EXTRACTED RECORDS:
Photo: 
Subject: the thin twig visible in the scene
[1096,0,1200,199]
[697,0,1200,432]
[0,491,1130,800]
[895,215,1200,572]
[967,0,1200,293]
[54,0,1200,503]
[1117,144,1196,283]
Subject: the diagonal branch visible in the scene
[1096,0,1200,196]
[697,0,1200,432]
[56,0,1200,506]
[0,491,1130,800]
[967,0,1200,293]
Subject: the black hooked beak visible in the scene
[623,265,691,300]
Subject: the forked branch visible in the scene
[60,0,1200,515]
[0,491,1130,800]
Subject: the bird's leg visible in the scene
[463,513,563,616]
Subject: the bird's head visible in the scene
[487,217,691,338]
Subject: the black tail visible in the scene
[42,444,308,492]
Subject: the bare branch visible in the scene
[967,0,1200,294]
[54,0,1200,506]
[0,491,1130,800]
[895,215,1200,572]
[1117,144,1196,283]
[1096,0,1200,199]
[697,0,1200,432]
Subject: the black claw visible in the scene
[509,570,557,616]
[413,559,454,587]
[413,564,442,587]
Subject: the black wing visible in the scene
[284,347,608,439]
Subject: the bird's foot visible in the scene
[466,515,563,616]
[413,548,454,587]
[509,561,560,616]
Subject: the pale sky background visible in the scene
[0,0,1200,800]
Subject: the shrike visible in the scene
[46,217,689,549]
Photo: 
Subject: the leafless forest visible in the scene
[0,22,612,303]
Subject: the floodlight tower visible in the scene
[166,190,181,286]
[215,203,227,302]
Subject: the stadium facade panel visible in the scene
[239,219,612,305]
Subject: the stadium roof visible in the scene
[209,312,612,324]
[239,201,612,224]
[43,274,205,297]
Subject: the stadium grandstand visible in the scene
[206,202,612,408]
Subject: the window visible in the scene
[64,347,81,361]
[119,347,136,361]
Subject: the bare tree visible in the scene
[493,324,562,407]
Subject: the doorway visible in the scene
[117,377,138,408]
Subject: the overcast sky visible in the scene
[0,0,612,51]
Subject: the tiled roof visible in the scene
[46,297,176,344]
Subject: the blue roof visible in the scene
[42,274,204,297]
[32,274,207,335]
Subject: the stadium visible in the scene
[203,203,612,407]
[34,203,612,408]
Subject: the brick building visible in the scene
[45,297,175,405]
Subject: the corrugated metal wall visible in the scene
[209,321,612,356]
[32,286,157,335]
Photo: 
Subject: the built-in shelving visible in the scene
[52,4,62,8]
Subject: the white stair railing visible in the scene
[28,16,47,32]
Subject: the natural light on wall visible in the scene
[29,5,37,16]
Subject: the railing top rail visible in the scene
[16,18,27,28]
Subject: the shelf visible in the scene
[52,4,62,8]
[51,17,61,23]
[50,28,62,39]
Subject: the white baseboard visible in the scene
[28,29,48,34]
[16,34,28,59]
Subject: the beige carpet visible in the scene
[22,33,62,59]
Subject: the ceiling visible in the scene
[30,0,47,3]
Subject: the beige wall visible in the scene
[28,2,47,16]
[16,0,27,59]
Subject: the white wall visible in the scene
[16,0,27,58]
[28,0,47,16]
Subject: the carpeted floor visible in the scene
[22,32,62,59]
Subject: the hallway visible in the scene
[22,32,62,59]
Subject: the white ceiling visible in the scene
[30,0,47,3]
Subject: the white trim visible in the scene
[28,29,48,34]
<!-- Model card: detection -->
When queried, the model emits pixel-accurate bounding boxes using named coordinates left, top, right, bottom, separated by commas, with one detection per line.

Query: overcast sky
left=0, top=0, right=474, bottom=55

REQUIREMENT:
Give everything from the line containing "Subject: the black hooked" down to the line containing "[509,561,560,616]", both ends included, as a numbered list with blank lines left out.

EXPECTED ANSWER:
1. Subject: the black hooked beak visible in the scene
2. [623,265,691,300]
3. Subject: the forked branch visible in the scene
4. [60,0,1200,515]
5. [0,491,1130,800]
6. Subject: the bird's leg visible in the scene
7. [463,513,563,616]
8. Subject: the bird's head visible in the scene
9. [487,217,691,338]
10. Subject: the black tail visible in the scene
11. [42,444,308,492]
12. Subject: the bare branch visible in the scene
13. [967,0,1200,294]
14. [54,0,1200,506]
15. [0,491,1130,800]
16. [895,215,1200,572]
17. [1117,144,1196,283]
18. [1096,0,1200,199]
19. [697,0,1200,432]
20. Subject: the black claw visible in the scene
21. [509,570,557,616]
22. [413,559,454,587]
23. [413,564,442,587]
24. Subject: the black wing visible in the scene
25. [284,347,608,439]
26. Subject: the bird's foot visible in the scene
27. [466,515,563,616]
28. [413,548,454,587]
29. [509,561,560,616]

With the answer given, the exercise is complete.